Task material START
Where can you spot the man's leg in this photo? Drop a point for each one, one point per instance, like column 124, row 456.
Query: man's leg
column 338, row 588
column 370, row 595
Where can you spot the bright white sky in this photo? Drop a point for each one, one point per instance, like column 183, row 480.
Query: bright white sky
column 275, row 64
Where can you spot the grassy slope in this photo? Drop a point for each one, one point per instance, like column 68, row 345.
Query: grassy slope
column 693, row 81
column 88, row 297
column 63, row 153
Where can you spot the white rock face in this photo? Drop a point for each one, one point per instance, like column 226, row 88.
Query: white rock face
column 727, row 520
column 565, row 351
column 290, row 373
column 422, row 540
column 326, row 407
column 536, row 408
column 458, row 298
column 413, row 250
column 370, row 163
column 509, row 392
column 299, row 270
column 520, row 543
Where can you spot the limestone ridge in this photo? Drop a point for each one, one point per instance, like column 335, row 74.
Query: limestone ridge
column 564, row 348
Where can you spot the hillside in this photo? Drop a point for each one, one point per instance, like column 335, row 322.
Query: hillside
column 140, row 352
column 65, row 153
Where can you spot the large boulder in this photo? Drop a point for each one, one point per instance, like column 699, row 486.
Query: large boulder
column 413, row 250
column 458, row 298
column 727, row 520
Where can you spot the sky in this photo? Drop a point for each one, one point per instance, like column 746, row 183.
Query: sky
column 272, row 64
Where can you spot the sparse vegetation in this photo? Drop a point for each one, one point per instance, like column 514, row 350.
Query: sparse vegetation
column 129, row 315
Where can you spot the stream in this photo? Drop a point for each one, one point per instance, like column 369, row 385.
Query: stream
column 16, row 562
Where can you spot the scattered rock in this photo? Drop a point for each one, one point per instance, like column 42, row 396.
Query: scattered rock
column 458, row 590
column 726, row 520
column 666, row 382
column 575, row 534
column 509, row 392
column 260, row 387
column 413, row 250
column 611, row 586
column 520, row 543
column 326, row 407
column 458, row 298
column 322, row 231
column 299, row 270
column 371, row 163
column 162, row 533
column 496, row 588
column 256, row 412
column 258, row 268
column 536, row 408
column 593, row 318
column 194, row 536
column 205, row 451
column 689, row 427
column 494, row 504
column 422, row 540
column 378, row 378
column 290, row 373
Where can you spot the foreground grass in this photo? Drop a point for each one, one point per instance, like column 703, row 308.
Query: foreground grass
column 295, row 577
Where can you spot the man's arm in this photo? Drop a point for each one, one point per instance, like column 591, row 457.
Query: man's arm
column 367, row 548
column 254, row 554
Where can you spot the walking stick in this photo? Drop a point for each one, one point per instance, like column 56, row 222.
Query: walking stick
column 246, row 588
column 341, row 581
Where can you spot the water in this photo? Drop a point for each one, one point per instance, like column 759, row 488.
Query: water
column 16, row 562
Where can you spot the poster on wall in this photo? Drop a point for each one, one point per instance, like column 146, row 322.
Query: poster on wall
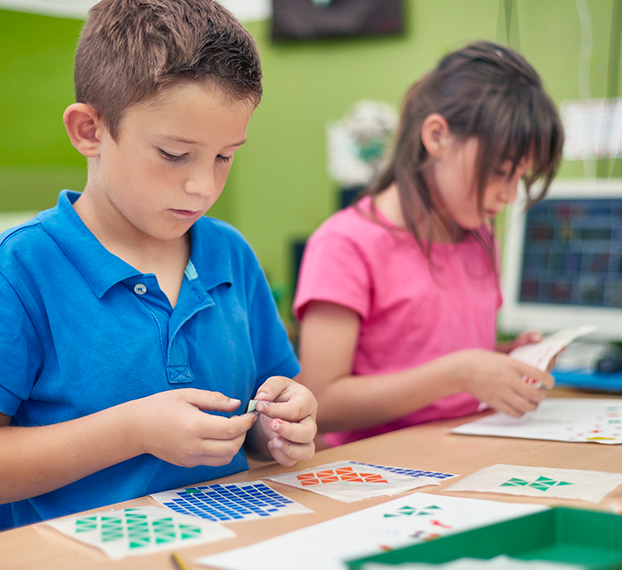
column 315, row 19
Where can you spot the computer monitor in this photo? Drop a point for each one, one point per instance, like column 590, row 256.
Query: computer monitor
column 562, row 260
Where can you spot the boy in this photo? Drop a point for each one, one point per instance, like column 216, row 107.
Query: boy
column 136, row 329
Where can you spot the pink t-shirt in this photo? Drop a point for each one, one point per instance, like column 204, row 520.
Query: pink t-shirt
column 411, row 313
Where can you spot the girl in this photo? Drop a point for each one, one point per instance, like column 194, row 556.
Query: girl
column 398, row 294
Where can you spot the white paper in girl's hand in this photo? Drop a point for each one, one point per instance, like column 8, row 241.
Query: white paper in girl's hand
column 540, row 354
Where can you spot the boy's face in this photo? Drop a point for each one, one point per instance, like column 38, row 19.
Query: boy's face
column 169, row 163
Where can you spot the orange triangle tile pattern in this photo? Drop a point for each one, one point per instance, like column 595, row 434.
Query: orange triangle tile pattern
column 337, row 475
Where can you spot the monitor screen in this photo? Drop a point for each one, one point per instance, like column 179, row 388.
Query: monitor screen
column 562, row 260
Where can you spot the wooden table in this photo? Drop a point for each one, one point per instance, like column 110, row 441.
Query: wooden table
column 427, row 447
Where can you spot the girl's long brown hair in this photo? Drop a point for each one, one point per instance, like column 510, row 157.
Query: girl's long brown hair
column 485, row 91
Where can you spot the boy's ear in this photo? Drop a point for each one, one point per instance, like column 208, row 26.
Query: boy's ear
column 435, row 134
column 84, row 127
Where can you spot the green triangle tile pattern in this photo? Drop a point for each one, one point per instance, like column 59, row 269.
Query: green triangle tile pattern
column 408, row 511
column 137, row 529
column 541, row 483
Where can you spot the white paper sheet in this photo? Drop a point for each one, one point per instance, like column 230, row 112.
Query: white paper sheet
column 142, row 530
column 559, row 419
column 539, row 355
column 540, row 482
column 350, row 481
column 400, row 522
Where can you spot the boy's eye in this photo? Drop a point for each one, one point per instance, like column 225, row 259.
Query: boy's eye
column 171, row 157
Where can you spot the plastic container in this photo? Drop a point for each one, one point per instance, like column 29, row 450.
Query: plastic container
column 589, row 539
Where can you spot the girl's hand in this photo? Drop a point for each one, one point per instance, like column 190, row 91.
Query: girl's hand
column 287, row 412
column 173, row 426
column 499, row 380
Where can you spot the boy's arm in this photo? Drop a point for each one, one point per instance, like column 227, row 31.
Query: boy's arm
column 170, row 425
column 286, row 425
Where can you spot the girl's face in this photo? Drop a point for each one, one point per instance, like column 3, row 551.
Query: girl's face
column 453, row 175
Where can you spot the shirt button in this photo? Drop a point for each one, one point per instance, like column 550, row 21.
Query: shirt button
column 140, row 289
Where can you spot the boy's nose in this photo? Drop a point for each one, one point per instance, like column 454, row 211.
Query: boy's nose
column 201, row 183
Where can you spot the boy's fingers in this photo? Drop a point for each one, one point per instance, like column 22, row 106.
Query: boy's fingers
column 301, row 432
column 223, row 428
column 272, row 388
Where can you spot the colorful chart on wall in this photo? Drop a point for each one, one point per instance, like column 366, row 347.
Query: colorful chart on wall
column 228, row 503
column 143, row 530
column 350, row 481
column 540, row 482
column 558, row 419
column 400, row 522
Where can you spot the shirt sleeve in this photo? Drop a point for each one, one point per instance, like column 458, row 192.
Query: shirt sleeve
column 274, row 353
column 20, row 354
column 334, row 269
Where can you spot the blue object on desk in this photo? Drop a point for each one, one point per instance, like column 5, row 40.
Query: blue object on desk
column 589, row 380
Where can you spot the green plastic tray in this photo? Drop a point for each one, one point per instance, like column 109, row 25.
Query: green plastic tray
column 589, row 539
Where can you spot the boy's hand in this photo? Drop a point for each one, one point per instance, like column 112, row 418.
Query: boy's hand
column 287, row 412
column 499, row 380
column 173, row 426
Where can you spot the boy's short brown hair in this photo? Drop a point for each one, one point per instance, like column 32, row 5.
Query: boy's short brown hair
column 129, row 49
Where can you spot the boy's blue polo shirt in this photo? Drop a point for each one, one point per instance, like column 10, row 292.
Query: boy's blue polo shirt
column 83, row 331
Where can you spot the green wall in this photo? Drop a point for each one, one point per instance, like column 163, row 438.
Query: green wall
column 278, row 189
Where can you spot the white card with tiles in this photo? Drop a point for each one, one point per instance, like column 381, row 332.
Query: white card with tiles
column 143, row 530
column 541, row 482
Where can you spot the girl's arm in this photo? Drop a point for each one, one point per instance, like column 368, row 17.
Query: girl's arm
column 170, row 425
column 328, row 338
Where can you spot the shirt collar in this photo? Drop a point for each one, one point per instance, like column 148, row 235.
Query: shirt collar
column 102, row 269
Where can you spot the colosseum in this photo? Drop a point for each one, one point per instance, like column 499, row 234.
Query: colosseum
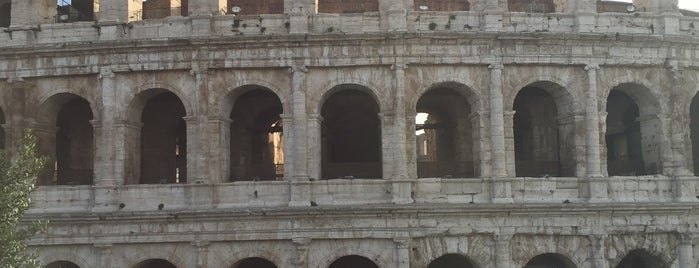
column 357, row 134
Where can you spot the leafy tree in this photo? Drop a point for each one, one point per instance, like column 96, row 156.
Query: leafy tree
column 17, row 181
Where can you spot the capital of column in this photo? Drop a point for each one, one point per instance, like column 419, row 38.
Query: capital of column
column 496, row 66
column 592, row 66
column 106, row 73
column 315, row 117
column 402, row 242
column 299, row 69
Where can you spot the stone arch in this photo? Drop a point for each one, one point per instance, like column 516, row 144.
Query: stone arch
column 642, row 258
column 136, row 103
column 227, row 99
column 474, row 98
column 62, row 255
column 351, row 141
column 254, row 262
column 154, row 263
column 65, row 133
column 445, row 142
column 61, row 264
column 544, row 130
column 241, row 254
column 5, row 13
column 633, row 146
column 341, row 84
column 349, row 261
column 156, row 138
column 338, row 6
column 694, row 132
column 550, row 260
column 255, row 135
column 452, row 260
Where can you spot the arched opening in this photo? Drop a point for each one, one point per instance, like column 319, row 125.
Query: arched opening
column 633, row 132
column 65, row 134
column 451, row 261
column 254, row 262
column 155, row 263
column 353, row 261
column 163, row 140
column 343, row 6
column 444, row 135
column 550, row 260
column 74, row 144
column 256, row 7
column 2, row 130
column 531, row 6
column 62, row 264
column 694, row 132
column 256, row 137
column 350, row 136
column 5, row 13
column 76, row 10
column 640, row 258
column 443, row 5
column 543, row 132
column 158, row 9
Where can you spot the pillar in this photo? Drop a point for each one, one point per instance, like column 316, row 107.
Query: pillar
column 299, row 12
column 493, row 15
column 685, row 251
column 26, row 14
column 501, row 189
column 219, row 138
column 302, row 245
column 402, row 252
column 502, row 250
column 302, row 137
column 597, row 187
column 288, row 145
column 104, row 252
column 202, row 253
column 393, row 14
column 597, row 248
column 402, row 187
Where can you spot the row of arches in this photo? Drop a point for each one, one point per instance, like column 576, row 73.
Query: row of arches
column 447, row 134
column 635, row 259
column 88, row 10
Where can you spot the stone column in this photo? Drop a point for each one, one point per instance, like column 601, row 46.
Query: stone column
column 302, row 137
column 105, row 255
column 481, row 144
column 219, row 129
column 401, row 186
column 393, row 14
column 502, row 250
column 302, row 245
column 493, row 14
column 299, row 12
column 315, row 156
column 597, row 187
column 46, row 144
column 685, row 251
column 592, row 134
column 288, row 145
column 597, row 247
column 402, row 253
column 500, row 188
column 27, row 14
column 202, row 253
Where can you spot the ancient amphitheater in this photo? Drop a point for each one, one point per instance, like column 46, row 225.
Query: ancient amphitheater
column 362, row 134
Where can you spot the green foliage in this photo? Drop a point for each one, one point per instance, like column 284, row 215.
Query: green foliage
column 17, row 181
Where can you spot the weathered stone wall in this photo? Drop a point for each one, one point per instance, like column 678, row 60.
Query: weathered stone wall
column 493, row 217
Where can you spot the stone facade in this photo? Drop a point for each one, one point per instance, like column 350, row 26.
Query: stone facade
column 558, row 139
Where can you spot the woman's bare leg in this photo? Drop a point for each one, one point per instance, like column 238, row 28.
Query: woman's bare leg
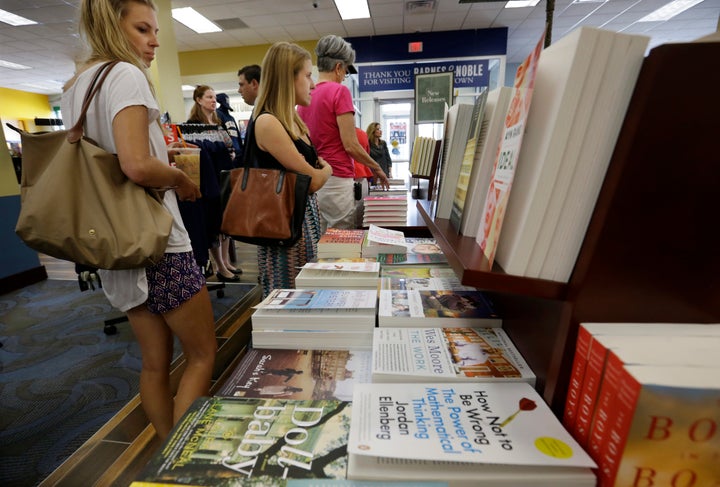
column 156, row 344
column 193, row 323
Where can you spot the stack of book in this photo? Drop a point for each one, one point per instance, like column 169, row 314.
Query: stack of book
column 640, row 401
column 447, row 355
column 466, row 434
column 341, row 243
column 339, row 274
column 315, row 319
column 389, row 209
column 436, row 308
column 427, row 276
column 583, row 86
column 298, row 374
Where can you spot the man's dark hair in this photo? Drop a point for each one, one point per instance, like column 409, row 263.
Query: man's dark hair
column 250, row 72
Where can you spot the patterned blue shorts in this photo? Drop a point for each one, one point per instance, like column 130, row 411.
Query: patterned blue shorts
column 172, row 281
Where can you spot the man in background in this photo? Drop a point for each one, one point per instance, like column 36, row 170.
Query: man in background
column 248, row 85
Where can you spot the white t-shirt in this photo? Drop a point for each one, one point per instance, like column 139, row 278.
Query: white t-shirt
column 124, row 86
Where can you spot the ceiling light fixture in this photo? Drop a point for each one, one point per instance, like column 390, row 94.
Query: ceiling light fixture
column 521, row 3
column 15, row 20
column 669, row 10
column 189, row 17
column 8, row 64
column 353, row 9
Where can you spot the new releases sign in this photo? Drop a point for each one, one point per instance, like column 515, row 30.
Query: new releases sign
column 468, row 74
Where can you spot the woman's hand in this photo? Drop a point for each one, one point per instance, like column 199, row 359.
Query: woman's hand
column 186, row 189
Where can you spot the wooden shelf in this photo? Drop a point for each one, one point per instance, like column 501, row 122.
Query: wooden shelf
column 471, row 266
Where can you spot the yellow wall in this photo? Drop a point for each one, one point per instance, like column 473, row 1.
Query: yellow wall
column 17, row 105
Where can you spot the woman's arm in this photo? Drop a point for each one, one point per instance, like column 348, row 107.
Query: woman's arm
column 132, row 141
column 346, row 124
column 272, row 137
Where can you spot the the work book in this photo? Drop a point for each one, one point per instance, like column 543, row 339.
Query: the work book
column 298, row 374
column 663, row 428
column 224, row 441
column 339, row 275
column 583, row 86
column 433, row 308
column 336, row 242
column 318, row 309
column 447, row 355
column 501, row 433
column 433, row 276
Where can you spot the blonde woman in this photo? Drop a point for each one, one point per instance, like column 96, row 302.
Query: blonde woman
column 378, row 148
column 169, row 298
column 280, row 139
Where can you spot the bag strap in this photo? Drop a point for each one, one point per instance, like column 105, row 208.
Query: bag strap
column 75, row 133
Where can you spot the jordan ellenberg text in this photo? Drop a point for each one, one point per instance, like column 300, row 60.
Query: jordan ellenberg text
column 481, row 426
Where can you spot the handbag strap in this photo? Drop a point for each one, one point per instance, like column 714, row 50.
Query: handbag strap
column 76, row 131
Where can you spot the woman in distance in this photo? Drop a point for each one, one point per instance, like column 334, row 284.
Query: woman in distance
column 378, row 148
column 168, row 298
column 280, row 139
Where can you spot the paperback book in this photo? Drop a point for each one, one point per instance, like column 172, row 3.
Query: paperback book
column 436, row 308
column 298, row 374
column 234, row 441
column 339, row 275
column 447, row 355
column 403, row 277
column 337, row 242
column 337, row 337
column 663, row 428
column 316, row 309
column 498, row 423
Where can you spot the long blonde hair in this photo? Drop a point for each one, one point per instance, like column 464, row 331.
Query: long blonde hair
column 100, row 27
column 282, row 62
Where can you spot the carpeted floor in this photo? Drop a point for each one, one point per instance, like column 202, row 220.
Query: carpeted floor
column 61, row 376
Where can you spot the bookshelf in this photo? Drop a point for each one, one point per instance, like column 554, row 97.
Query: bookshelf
column 650, row 253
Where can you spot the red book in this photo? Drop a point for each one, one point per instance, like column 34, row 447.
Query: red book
column 664, row 428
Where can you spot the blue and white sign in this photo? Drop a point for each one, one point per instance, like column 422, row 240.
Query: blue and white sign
column 389, row 77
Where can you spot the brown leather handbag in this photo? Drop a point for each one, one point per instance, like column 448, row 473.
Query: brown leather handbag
column 76, row 203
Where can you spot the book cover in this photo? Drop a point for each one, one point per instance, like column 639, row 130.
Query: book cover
column 664, row 428
column 411, row 259
column 507, row 154
column 241, row 441
column 431, row 276
column 447, row 355
column 436, row 308
column 685, row 351
column 334, row 337
column 587, row 331
column 457, row 125
column 564, row 76
column 496, row 423
column 304, row 299
column 310, row 278
column 496, row 107
column 298, row 374
column 648, row 350
column 463, row 179
column 560, row 239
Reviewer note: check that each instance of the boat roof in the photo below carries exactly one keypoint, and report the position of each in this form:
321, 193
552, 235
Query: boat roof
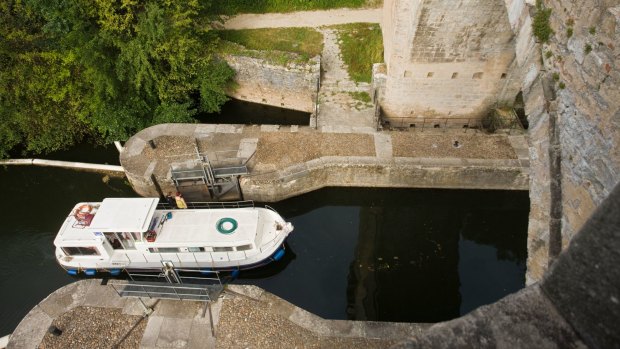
200, 226
124, 215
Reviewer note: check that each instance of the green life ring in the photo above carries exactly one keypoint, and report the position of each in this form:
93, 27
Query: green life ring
229, 228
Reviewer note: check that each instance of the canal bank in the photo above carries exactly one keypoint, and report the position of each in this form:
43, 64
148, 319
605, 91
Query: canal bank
546, 314
282, 162
89, 313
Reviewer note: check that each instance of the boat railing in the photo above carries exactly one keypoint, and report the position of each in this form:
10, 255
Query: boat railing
209, 205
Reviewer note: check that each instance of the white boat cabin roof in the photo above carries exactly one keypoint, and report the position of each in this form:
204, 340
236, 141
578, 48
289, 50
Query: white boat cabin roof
179, 228
200, 226
124, 215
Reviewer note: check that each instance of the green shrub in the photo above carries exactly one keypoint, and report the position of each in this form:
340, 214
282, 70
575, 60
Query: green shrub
540, 25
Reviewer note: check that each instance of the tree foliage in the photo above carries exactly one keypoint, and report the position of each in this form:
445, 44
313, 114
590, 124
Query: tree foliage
102, 68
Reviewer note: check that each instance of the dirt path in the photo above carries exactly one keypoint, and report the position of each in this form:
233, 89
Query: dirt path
303, 19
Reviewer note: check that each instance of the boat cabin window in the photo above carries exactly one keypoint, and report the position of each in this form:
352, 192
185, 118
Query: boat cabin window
121, 241
81, 251
164, 249
222, 249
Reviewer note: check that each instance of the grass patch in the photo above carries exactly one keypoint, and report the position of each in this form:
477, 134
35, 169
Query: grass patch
231, 7
279, 46
361, 96
361, 45
306, 42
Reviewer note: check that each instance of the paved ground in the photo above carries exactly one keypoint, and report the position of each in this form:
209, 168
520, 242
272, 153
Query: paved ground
91, 315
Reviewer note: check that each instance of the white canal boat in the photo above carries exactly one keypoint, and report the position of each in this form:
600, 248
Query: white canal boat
134, 234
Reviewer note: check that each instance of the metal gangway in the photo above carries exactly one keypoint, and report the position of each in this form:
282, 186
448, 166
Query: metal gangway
170, 283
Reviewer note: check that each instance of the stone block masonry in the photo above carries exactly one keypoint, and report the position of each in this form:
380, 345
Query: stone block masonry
290, 86
447, 59
287, 161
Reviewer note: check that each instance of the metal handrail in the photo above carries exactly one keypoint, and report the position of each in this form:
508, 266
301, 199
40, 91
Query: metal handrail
162, 291
210, 205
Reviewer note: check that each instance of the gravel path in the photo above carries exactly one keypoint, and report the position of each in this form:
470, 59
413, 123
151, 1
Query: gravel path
246, 323
303, 19
90, 327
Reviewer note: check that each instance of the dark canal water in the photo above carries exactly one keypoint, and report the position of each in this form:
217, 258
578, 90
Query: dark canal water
241, 112
376, 254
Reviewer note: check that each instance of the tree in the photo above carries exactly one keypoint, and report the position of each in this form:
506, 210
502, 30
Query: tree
103, 68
Task material END
### Task prompt
Could you repeat exactly the lines above from the line with "Where can you spot the boy's nose" up to and including the line with "Where can you spot the shirt sleeve", and only those?

### Completed task
Where can you spot the boy's nose in this photo? Drop a point for each one, one point per instance, like column 454, row 211.
Query: boy's nose
column 201, row 183
Where can you spot the boy's fingers in this photo? Drop a point for each one, one point per instance, like column 22, row 106.
Query: boy's fingers
column 301, row 432
column 223, row 428
column 272, row 388
Where can you spot the colorful chart on wall in this photo? Drop a point for each one, one point per instance, like column 366, row 347.
Query: colorful chart on wall
column 228, row 503
column 143, row 530
column 350, row 481
column 540, row 482
column 558, row 419
column 400, row 522
Where can you spot the shirt sleeve in this photo? Drop a point for each one, one point per instance, like column 458, row 192.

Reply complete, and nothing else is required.